* Your instructions
Leave out any pictures and transcribe all other data below exactly.

* Raw data
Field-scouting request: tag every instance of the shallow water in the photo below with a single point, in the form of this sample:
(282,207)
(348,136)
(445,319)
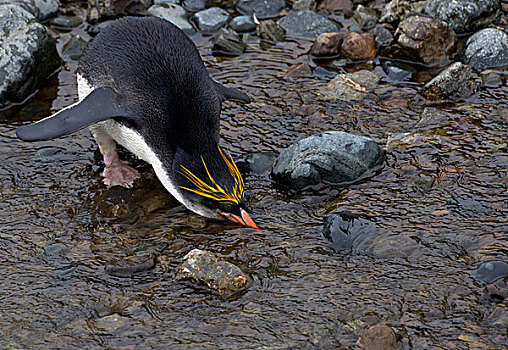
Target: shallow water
(440,204)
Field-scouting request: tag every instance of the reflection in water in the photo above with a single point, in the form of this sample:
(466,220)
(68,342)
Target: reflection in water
(439,204)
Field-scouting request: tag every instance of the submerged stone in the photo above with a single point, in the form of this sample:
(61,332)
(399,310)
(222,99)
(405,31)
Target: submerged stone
(334,157)
(204,267)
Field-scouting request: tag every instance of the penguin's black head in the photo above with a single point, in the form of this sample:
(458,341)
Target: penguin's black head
(211,185)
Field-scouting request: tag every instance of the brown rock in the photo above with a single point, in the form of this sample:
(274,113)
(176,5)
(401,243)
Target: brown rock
(378,337)
(327,44)
(359,46)
(299,70)
(423,39)
(336,5)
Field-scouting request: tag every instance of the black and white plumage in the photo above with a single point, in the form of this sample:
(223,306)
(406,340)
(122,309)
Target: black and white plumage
(142,84)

* Response to this task
Field-scouting request: tag every instance of the shallow water in the photo below with a single point, in the form of this sample:
(282,207)
(348,136)
(445,319)
Target: shallow water
(440,204)
Field-scouting request: tag every instance of the reflection in water in the photo above with a single point, in the form of this sample:
(466,220)
(68,342)
Target: reflection in water
(439,204)
Field-scouting request: tag every instance of the submerged stone in the photo above with a single point, in the form of this sample:
(61,332)
(399,310)
(222,99)
(405,31)
Target: submerged stone
(334,157)
(204,267)
Field-scouting request: tag every instance of the penguin's black head in the photo above with a single point, in the form of this sample:
(458,341)
Target: penguin's black head
(211,185)
Field-scouting request: tag every instance of the brown rock in the photo above with a single point, in the form of this sample:
(274,113)
(176,5)
(401,243)
Target: brown rock
(378,337)
(327,44)
(359,46)
(299,70)
(423,39)
(336,5)
Field-scouting request: tag every instance of the black and white plumage in the photo above with a single point, in the form of this sample:
(223,306)
(406,340)
(122,309)
Target: black and white plumage
(142,84)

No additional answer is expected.